Take the line with "Reviewer note: confirm that each instance of the woman's" and the rest of the lines after it, to the end of the entries, and restate them exactly.
── Data shown ──
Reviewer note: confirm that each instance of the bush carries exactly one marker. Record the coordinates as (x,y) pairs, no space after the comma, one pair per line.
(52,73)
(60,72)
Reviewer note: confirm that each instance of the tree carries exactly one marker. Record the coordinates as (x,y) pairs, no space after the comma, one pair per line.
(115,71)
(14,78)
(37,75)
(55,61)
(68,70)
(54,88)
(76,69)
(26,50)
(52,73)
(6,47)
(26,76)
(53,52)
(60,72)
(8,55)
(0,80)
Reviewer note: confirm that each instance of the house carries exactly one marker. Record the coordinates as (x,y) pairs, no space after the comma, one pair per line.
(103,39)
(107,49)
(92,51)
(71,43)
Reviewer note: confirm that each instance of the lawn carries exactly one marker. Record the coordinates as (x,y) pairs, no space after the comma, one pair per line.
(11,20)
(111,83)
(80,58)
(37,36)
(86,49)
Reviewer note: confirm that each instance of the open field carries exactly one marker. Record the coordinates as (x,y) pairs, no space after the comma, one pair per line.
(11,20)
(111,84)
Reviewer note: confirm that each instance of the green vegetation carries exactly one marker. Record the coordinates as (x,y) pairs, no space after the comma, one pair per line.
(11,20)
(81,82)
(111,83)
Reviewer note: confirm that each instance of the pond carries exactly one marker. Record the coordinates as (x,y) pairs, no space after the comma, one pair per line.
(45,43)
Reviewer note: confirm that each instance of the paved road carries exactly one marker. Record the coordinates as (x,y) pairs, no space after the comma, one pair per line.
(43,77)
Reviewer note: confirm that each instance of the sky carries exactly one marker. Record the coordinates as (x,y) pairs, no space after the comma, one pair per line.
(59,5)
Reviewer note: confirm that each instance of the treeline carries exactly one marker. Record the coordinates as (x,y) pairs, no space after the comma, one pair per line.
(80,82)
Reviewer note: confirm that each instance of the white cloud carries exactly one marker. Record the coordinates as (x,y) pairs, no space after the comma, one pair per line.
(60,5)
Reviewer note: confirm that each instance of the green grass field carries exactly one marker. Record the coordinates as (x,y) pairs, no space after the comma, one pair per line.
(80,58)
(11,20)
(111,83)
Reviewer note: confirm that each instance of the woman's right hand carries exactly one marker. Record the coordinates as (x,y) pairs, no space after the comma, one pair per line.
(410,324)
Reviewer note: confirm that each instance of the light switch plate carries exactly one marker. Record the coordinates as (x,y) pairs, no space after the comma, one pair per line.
───
Written response
Reviewer note: confirm that each instance of the woman's right hand carries exactly one marker. Record the coordinates as (x,y) pairs, no space after the comma, one pair per line.
(410,324)
Reviewer note: confirm that each instance of the light switch plate carries exactly one marker. Record the coordinates as (x,y) pairs, no space after the comma, one pair per line.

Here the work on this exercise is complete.